REQUIRED ACTION.
Copy the material verbatim, beginning at the line that contains "Every <instance> ends" and stopping after the line that contains "box: [11, 4, 46, 31]". Reproduce only those lines.

TASK INPUTS.

——————

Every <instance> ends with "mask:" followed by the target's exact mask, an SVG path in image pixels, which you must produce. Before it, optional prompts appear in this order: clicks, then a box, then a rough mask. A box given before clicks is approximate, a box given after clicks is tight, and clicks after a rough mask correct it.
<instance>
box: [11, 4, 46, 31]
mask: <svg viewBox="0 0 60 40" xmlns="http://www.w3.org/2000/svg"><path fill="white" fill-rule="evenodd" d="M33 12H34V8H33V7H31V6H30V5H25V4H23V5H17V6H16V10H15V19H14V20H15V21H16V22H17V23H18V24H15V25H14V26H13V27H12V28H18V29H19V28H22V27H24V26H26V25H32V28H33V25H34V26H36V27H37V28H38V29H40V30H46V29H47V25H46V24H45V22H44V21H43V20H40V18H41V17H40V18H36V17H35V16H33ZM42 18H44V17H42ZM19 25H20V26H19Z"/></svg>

——————

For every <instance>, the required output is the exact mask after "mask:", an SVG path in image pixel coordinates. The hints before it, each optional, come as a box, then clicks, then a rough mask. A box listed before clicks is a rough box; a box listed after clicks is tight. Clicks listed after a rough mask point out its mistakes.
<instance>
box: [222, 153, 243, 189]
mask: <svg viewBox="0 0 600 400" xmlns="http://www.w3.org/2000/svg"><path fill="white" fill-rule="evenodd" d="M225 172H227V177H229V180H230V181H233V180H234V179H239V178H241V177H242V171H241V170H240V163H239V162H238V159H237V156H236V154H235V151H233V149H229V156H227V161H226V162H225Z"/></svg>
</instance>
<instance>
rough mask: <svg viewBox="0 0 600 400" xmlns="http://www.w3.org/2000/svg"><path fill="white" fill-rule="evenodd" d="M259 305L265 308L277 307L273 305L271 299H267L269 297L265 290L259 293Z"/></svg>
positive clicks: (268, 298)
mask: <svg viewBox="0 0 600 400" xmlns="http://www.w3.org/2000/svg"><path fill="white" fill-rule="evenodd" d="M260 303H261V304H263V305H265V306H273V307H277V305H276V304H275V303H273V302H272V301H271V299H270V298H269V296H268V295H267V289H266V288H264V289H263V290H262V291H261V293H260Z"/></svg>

——————

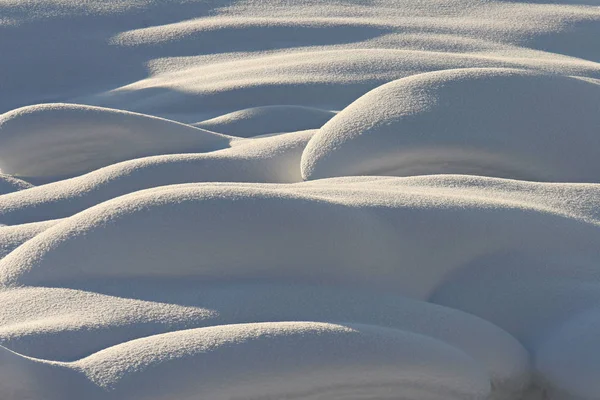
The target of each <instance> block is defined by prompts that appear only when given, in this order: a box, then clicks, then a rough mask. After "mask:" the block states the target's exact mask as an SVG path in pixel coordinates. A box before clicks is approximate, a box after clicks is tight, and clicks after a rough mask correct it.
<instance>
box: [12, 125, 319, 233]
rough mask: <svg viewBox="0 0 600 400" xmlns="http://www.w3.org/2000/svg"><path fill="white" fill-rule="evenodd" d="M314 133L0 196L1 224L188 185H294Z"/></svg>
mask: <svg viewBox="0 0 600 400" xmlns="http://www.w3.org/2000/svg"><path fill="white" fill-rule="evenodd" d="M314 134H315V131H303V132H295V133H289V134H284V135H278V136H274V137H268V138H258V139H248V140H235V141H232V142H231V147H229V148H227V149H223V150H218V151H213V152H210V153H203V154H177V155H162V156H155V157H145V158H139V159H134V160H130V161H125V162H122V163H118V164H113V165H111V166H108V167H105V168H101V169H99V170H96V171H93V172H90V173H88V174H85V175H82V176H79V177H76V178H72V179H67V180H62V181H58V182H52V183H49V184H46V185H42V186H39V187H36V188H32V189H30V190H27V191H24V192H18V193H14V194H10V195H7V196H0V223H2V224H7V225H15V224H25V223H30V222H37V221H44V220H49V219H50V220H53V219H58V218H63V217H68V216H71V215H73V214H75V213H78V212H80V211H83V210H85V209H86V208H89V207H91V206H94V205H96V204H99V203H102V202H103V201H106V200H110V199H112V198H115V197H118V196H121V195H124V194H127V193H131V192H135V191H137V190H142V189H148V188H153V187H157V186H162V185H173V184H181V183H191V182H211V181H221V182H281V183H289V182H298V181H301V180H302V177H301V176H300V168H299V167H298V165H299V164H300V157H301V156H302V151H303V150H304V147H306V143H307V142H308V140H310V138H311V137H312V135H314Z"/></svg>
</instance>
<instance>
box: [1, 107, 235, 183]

——————

EXERCISE ANSWER.
Every <instance> ends with "mask:" followed by the target's exact mask, an SVG path in image pixels, which you must produce. Before it, optional prompts appear in this order: clicks, then a box, then a rough mask. A box given before clicks is approximate, a box given after clicks is tight, and clicks after a rough mask correct it.
<instance>
box: [11, 4, 46, 31]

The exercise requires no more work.